Data extracted from a collection
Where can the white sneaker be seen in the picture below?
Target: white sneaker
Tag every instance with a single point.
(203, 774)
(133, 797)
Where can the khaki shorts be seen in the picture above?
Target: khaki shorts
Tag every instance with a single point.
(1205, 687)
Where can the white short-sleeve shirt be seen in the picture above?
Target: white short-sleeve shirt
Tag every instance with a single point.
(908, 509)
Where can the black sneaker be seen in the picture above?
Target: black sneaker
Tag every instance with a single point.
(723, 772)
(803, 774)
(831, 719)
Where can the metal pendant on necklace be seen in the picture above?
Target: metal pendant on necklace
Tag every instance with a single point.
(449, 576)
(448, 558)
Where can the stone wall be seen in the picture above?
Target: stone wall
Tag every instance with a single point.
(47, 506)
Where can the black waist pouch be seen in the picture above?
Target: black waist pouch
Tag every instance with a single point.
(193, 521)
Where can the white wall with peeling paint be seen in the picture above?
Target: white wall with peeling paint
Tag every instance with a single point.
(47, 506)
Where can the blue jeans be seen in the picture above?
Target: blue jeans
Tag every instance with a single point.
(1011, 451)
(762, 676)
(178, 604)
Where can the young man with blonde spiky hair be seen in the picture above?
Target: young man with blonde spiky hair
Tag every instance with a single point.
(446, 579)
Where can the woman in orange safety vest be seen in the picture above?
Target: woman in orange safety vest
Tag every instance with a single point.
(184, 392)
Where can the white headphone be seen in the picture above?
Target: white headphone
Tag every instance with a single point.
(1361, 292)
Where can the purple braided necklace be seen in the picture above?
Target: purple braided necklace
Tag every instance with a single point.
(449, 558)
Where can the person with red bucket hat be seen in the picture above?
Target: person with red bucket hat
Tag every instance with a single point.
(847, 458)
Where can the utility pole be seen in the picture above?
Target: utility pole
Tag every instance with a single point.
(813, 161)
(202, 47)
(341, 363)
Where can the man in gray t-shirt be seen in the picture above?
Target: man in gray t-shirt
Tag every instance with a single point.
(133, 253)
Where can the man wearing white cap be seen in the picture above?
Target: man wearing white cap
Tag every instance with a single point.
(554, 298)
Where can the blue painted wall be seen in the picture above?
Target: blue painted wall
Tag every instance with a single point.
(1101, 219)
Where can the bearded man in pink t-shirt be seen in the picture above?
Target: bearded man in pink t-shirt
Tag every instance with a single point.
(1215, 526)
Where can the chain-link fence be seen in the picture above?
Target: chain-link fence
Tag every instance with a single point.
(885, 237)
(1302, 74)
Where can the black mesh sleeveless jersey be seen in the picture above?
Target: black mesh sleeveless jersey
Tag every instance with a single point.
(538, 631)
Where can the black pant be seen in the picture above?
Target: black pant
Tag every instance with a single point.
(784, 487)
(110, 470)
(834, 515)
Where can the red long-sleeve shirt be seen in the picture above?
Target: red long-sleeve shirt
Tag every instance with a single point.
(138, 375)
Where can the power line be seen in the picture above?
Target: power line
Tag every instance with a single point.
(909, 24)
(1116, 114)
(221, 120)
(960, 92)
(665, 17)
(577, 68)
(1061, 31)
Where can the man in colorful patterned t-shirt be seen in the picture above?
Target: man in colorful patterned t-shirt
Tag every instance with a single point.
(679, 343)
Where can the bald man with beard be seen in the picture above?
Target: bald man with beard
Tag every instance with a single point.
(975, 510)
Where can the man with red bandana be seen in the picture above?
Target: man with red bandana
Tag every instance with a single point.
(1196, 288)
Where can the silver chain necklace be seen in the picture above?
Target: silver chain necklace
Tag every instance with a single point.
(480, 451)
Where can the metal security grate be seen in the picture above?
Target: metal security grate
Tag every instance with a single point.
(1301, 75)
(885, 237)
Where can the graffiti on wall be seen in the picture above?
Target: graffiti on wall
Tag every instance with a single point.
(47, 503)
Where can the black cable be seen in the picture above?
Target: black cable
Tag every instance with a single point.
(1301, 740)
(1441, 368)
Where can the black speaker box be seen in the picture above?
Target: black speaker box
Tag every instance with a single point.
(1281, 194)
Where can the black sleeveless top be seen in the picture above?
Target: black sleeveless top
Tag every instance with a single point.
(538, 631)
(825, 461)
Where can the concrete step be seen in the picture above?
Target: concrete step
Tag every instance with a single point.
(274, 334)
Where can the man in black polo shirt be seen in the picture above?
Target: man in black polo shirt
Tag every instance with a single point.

■ **Problem description**:
When a line of the records includes "wearing", that line belongs in the answer.

■ **Your solution**:
Where can the man wearing white cap be seen in the picture above?
Target: man wearing white cap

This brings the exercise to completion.